Ejercicio escrito:
Devuelve sin ningún cambio las líneas de los registros de abajo, empezando por la que contiene "Task: locate the pebble" y siguiendo hasta la que contiene "TARGET = sky", ambas incluidas.

[Registros para señalar y etiquetar]

=-=-=

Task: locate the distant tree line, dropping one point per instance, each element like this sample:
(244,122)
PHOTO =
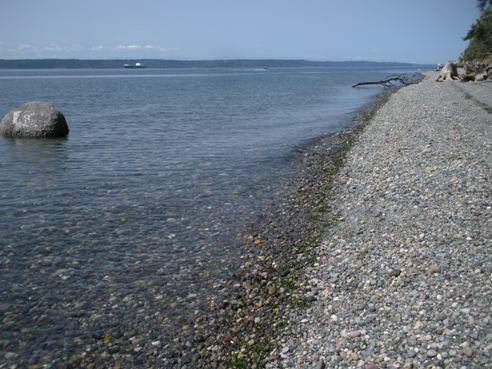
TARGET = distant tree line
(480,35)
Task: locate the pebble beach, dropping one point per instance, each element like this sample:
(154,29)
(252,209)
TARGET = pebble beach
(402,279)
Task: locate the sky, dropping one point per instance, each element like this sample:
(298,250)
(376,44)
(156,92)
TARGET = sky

=-=-=

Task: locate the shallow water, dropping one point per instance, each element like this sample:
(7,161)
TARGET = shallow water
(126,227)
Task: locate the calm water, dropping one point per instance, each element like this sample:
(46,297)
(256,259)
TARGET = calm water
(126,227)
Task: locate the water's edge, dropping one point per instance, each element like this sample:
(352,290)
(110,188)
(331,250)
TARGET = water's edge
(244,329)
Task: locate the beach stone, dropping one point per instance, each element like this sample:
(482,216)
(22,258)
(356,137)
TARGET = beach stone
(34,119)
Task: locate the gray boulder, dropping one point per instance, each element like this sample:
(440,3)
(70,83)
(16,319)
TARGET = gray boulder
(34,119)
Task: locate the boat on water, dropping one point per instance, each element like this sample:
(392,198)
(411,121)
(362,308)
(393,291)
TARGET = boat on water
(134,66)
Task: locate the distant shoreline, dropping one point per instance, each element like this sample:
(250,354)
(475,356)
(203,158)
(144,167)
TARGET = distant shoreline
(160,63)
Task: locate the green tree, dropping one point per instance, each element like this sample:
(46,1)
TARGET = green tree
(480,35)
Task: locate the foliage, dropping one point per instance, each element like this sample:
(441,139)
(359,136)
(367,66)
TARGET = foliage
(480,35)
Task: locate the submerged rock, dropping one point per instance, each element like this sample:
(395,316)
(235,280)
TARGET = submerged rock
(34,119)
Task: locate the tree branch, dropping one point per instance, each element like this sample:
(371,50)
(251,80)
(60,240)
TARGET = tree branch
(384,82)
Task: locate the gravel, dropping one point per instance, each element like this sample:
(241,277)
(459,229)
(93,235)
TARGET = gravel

=-=-=

Respuesta abajo:
Task: locate the pebble beach, dropping one point per instance, each element like this sample:
(154,29)
(252,209)
TARGET = pebble beach
(402,279)
Task: locate the sky, dropping one point per instance, each element like this sample:
(298,250)
(376,44)
(156,92)
TARGET = sky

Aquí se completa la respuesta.